##### Provided records #####

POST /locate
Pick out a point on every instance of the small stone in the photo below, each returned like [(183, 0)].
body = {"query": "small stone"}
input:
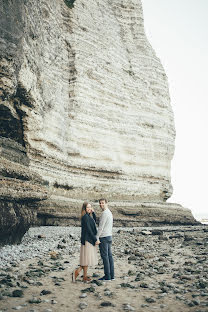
[(45, 292), (83, 305), (17, 293), (146, 232), (34, 300), (127, 307), (107, 304), (150, 299), (89, 289)]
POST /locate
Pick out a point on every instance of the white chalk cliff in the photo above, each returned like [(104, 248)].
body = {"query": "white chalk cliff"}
[(95, 110)]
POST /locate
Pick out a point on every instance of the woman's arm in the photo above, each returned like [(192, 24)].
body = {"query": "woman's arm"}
[(87, 225), (94, 216)]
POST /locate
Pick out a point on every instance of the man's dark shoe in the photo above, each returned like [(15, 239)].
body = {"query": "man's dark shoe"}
[(104, 279)]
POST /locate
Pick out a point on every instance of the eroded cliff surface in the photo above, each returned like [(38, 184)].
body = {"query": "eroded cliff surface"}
[(87, 98)]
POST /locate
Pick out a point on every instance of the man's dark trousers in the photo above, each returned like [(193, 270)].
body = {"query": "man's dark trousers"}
[(106, 255)]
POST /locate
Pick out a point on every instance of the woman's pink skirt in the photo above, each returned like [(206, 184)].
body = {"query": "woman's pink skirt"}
[(88, 254)]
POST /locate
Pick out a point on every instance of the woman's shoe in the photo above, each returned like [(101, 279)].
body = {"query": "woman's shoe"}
[(86, 279)]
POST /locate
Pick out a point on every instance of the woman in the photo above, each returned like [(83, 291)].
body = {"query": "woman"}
[(88, 250)]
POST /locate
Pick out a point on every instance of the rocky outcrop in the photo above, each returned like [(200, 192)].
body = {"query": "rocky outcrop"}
[(86, 98)]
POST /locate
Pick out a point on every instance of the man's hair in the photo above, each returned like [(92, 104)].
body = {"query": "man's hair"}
[(103, 199)]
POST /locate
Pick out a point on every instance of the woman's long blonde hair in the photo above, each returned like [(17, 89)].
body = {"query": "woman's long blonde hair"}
[(83, 211)]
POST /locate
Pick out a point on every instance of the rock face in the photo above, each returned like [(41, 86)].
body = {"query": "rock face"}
[(85, 102)]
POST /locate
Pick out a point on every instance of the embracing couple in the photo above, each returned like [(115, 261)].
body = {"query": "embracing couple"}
[(91, 238)]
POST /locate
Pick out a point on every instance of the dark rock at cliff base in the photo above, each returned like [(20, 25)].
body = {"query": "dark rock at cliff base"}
[(71, 112)]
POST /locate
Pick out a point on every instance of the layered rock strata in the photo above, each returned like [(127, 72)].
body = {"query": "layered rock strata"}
[(87, 98)]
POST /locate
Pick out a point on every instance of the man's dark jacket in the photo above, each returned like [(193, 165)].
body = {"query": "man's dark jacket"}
[(89, 229)]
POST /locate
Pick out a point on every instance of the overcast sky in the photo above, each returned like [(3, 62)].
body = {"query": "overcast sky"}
[(178, 32)]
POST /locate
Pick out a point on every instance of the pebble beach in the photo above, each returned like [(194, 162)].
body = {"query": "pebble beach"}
[(157, 269)]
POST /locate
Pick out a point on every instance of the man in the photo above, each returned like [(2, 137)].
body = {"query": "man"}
[(104, 235)]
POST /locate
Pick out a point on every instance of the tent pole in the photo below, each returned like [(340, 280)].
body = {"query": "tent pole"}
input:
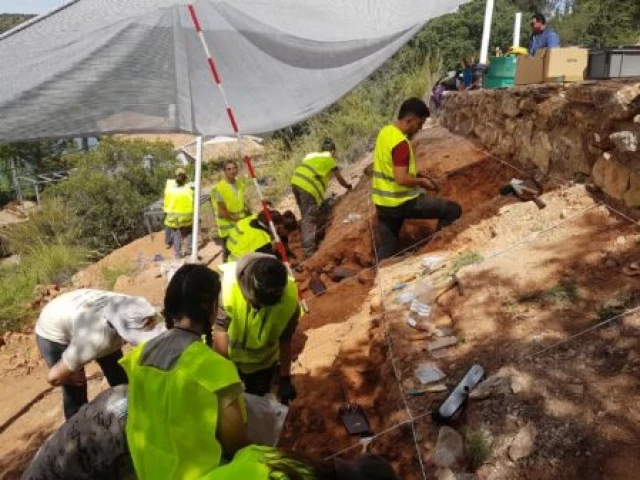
[(196, 202), (516, 30), (236, 131), (486, 32)]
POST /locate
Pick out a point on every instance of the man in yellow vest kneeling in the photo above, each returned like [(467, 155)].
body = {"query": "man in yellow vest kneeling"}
[(252, 234), (259, 316), (398, 189), (228, 200), (178, 207), (309, 184)]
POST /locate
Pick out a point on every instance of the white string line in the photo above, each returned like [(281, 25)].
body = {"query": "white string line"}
[(583, 332), (389, 343), (377, 435)]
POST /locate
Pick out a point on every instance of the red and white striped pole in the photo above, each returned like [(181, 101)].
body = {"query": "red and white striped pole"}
[(247, 159)]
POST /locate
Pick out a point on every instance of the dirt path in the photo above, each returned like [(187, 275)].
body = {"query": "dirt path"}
[(542, 276)]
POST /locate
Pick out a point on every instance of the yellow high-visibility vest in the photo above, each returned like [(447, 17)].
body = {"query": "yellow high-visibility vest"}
[(244, 238), (170, 183), (385, 192), (254, 335), (178, 201), (314, 173), (173, 414), (233, 201)]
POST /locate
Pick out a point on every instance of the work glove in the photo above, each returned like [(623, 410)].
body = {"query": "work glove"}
[(286, 390)]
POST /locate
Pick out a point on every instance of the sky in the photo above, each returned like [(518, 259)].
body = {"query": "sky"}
[(29, 6)]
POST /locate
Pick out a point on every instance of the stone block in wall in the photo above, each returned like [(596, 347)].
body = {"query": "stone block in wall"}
[(541, 149), (509, 106), (488, 133), (608, 97), (626, 141), (568, 152), (632, 197), (613, 177)]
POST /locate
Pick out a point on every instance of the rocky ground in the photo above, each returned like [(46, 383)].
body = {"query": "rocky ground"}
[(530, 279)]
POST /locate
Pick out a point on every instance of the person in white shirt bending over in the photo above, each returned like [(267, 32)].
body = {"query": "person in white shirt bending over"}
[(85, 325)]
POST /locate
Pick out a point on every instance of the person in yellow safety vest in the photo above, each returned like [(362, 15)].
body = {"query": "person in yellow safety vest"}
[(252, 234), (228, 200), (185, 404), (397, 187), (168, 231), (178, 203), (309, 184), (260, 313), (264, 463)]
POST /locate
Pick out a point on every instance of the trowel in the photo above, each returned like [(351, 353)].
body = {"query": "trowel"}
[(352, 415), (457, 399)]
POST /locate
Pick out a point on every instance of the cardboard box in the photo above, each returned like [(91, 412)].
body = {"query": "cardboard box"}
[(530, 69), (565, 64), (552, 65)]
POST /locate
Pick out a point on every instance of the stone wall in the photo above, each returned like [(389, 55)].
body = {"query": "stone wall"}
[(590, 130)]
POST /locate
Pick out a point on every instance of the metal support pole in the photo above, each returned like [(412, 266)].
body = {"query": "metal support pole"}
[(196, 202), (486, 32), (16, 182), (516, 30)]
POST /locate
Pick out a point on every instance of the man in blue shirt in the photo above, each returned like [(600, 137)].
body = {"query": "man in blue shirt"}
[(542, 36)]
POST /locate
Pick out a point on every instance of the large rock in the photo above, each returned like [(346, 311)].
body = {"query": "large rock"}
[(612, 176), (523, 444), (626, 141), (632, 197), (541, 149), (449, 449), (510, 106)]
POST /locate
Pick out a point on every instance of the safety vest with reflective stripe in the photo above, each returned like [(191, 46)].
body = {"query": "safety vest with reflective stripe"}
[(245, 238), (252, 463), (314, 173), (173, 414), (385, 192), (178, 203), (254, 335), (233, 201), (170, 183)]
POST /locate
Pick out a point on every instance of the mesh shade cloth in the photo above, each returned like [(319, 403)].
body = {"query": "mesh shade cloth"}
[(97, 67)]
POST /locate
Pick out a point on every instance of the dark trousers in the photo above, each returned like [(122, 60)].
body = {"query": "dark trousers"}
[(258, 383), (310, 213), (390, 219), (180, 235), (74, 396)]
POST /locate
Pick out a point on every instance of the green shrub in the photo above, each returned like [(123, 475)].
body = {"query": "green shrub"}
[(46, 264)]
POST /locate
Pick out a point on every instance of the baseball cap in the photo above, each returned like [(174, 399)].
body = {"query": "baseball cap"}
[(127, 315)]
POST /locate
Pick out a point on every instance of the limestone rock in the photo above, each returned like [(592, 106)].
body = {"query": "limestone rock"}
[(541, 148), (613, 177), (449, 450), (632, 197), (523, 444), (626, 141), (510, 106), (122, 282)]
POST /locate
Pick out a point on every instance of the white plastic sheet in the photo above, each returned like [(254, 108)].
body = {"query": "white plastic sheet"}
[(96, 67)]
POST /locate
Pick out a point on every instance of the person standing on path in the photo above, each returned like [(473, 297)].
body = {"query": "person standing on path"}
[(85, 325), (397, 189), (542, 36), (178, 205), (309, 184), (229, 203), (259, 316)]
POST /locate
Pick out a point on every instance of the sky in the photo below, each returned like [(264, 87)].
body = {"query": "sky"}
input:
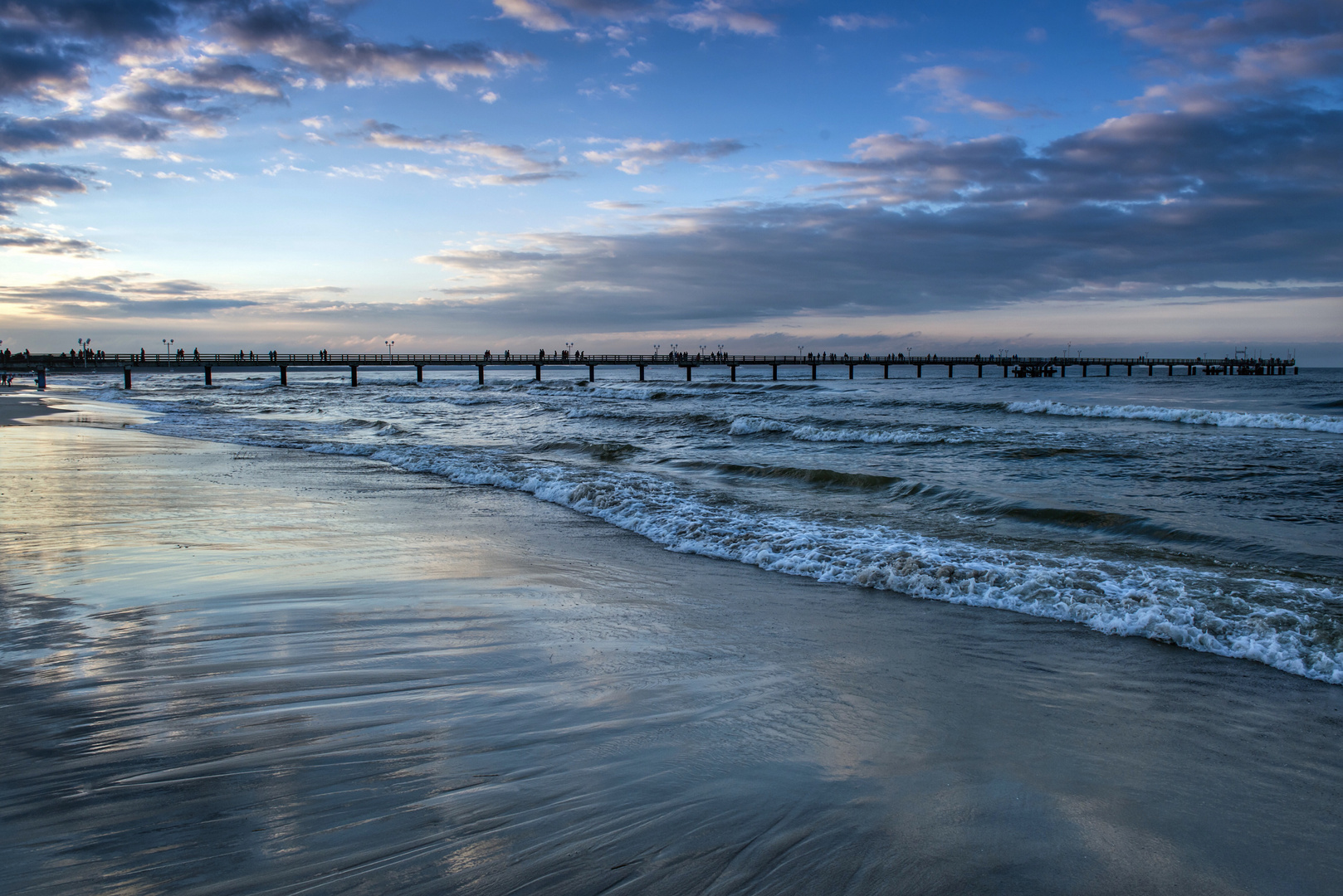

#####

=== What is expected ===
Lay out the entries from their start through the line containing "[(86, 279)]", including both ends, as a Markdown table with the columns "Row" (a row number) and "Line" (the text of the line). Leave out blank lines and the pictures.

=== Result of this task ===
| Row | Line |
|---|---|
| 1 | POST /locate |
| 2 | Pick out a point on every instance of the small stone in the photo below, each returned like [(183, 0)]. |
| 3 | body = {"query": "small stone"} |
| 4 | input: |
| 5 | [(45, 292), (83, 305), (17, 293), (146, 232), (34, 300), (127, 307), (107, 304), (150, 299), (89, 289)] |
| 6 | POST /locate |
| 7 | Pick out a point on every instance of the white chalk cliff in the photo above, each returned like [(104, 248)]. |
| 8 | body = {"query": "white chalk cliff"} |
| 9 | [(95, 110)] |
| 10 | POST /locate |
| 11 | Pick out a point on every instance of the woman's arm in the photo above, each returned like [(192, 24)]. |
| 12 | body = {"query": "woman's arm"} |
| 13 | [(87, 225), (94, 216)] |
| 14 | POST /locate |
| 15 | Pick out a point on every instance of the man's dark shoe in the photo above, each returned like [(15, 239)]. |
| 16 | body = {"query": "man's dark shoe"} |
| 17 | [(104, 279)] |
| 18 | POST /locate |
| 19 | Pick out a point on every instance of the eroded cliff surface in the photo above, each returned like [(38, 184)]. |
| 20 | body = {"query": "eroded cliff surface"} |
| 21 | [(87, 98)] |
| 22 | POST /locate |
| 23 | Pick out a point on every instance of the man's dark trousers in the photo above, each returned like [(193, 270)]. |
| 24 | body = {"query": "man's dark trousers"} |
| 25 | [(106, 255)] |
| 26 | POST /locate |
| 27 | Pick out a point on every instance of the woman's pink skirt in the photo above, each returned like [(206, 184)]. |
| 28 | body = {"query": "woman's pink skirt"} |
| 29 | [(88, 254)] |
| 30 | POST /locate |
| 31 | Pick out a point on every instance of the woman's shoe in the photo above, each returned like [(101, 279)]. |
| 32 | body = {"query": "woman's shoe"} |
| 33 | [(86, 279)] |